- **EXERCISE INSTRUCTIONS**
Exact transcription of the data below is required, without the images.

- **PROVIDED RECORDS**
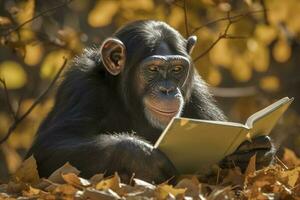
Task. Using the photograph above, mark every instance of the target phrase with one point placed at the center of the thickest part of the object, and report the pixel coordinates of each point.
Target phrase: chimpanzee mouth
(168, 113)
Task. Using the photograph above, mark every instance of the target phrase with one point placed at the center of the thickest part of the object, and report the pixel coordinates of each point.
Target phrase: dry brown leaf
(65, 191)
(4, 21)
(192, 185)
(251, 168)
(96, 178)
(290, 158)
(56, 176)
(93, 194)
(27, 172)
(76, 181)
(164, 191)
(113, 183)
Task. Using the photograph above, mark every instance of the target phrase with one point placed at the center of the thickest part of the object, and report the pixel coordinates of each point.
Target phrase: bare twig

- **EXERCISE OUTPUT**
Task. Using the photograph above, mark every instance of the target phrase with one point placed at the center of the thickest part of the object, and report the pixel coordinates of each point.
Target phrase: chimpanzee mouth
(168, 113)
Task. Using the photograph above, mark every instance of the target phrase with one point placed at the center of the thickest part of the object, and report the pixel coordinates of each point.
Target phrase: dry brown leaf
(65, 191)
(4, 21)
(192, 185)
(251, 168)
(96, 178)
(290, 158)
(56, 176)
(93, 194)
(27, 172)
(76, 181)
(164, 191)
(113, 183)
Task. Using the photograph above, mark every instance of the target phrase with one point placed at the center of the thickest part of the object, and report the pixel coordinates of each point.
Target phrase: bare twig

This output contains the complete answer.